Segment Start: INFORMATION SHOWN

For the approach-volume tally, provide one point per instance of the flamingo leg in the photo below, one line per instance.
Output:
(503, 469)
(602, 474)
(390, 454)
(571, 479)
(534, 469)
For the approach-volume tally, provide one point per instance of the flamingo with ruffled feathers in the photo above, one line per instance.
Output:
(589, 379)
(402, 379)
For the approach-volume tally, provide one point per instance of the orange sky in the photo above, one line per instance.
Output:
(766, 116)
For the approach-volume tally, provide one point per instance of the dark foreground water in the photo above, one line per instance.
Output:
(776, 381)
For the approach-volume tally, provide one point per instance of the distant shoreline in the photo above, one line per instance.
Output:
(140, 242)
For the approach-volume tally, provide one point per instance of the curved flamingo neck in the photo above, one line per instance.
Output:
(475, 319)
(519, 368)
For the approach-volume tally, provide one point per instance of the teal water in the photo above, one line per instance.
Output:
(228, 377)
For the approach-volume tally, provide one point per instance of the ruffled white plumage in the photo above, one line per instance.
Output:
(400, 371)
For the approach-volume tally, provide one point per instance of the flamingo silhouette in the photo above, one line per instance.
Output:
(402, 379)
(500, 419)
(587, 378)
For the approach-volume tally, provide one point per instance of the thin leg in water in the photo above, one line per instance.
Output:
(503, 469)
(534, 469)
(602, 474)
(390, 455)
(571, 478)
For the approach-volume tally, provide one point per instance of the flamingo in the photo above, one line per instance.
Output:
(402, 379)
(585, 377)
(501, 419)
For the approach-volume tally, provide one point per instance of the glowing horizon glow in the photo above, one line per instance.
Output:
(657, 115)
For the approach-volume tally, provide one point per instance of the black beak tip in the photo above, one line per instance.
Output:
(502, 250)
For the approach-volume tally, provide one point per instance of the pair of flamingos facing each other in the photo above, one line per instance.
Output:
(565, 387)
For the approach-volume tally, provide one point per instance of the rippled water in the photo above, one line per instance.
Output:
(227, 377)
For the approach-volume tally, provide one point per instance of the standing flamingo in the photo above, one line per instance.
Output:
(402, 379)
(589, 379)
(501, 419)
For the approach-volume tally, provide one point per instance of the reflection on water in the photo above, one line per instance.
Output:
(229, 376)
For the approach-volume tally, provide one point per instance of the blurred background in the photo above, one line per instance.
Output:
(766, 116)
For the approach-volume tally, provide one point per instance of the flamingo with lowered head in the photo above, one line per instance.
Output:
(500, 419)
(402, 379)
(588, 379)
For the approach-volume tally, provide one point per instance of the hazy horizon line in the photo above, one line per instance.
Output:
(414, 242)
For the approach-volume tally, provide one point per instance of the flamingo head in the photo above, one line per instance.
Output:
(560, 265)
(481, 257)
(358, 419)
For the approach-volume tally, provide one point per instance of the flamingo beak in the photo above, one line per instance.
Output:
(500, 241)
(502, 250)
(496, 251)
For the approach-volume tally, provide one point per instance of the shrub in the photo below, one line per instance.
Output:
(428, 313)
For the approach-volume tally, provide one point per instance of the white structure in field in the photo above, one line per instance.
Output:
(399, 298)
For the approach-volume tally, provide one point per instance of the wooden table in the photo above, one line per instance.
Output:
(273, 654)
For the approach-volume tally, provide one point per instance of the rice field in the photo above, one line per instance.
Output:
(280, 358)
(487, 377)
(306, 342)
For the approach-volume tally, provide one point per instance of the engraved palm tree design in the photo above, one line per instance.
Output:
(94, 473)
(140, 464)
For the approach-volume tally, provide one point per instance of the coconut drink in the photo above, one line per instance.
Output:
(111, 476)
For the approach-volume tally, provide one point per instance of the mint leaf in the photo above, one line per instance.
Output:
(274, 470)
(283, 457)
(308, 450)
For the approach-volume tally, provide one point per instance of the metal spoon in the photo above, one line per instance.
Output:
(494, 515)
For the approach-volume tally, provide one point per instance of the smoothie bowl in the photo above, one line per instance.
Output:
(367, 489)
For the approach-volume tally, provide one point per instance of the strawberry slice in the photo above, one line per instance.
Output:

Segment End: INFORMATION SHOWN

- WORK ITEM:
Pull out every line of the records that includes the string "white".

- SOLUTION FOR THIS EXERCISE:
For the approach-volume tally, provide one point per instance of the ruffled white plumage in the photo above, one line per instance.
For the approach-volume tally, provide one point per instance of the white structure in field in the photo above, one line per instance.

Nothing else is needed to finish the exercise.